[TO BE DONE]:
a) Decide whether each statement agrees with the news item on the Lincoln University town. Answer yes or no for each, quoting the words of the item that settle it: (i) The town will be built on land that was once a dairy farm. (ii) The residential sections will be developed over the next 10 years. (iii) Mark Solomon describes universities as long-term players.
b) According to the news item on the Lincoln University town, what is the cost of the planned town?
c) Return, word for word, the passage of the news item on the Lincoln University town from "He says the" to "into tertiary education.".

[SOURCE]:
══════════
Thursday, November 15, 2007

Ngai Tahu develops university town

Ngai Tahu and Lincoln University are to build a $130 million town on surplus land next to the Christchurch campus.

Over the next 12 years up to 1000 residential sections will be developed on the former dairy farm.

Mark Solomon, Ngai Tahu's kaiwhakahaere, says the joint venture builds on the relationship the iwi has with Lincoln's Taumutu Runanga Marae and with the university itself.

He says the Lincoln's surplus land helped further Ngai Tahu's vision for education.

“And it's something that Ngai Tahu’s promoted quite a bit. Institutions like the universities, like local government, they’re long term players like iwi, they’re here for the long haul, and we think they make perfect partners,” Mr Solomon says.

Ngati Tahu is also working with the university to get Ngai Tahu and other Maori in the South Island into tertiary education.


The new Broadcasting Minister is welcoming the emergence of younger Maori in film and television.
══════════
[SUPPLIED DATA]:
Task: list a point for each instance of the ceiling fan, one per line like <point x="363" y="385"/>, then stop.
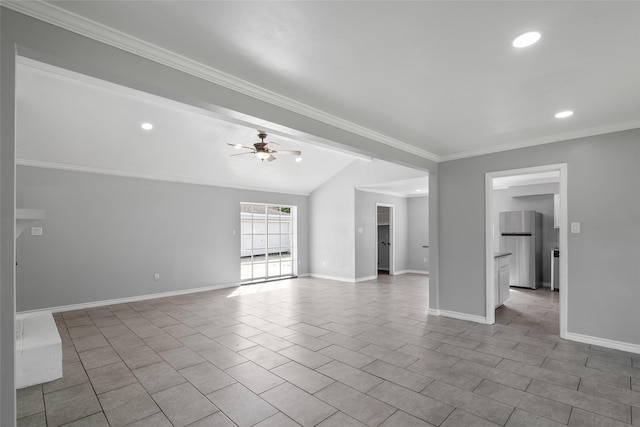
══════════
[LIST OF SOLUTIONS]:
a)
(i) Yes: "on the former dairy farm"
(ii) No: "Over the next 12 years"
(iii) Yes: "they’re long term players like iwi"

b) $130 million.

c)
He says the Lincoln's surplus land helped further Ngai Tahu's vision for education.

“And it's something that Ngai Tahu’s promoted quite a bit. Institutions like the universities, like local government, they’re long term players like iwi, they’re here for the long haul, and we think they make perfect partners,” Mr Solomon says.

Ngati Tahu is also working with the university to get Ngai Tahu and other Maori in the South Island into tertiary education.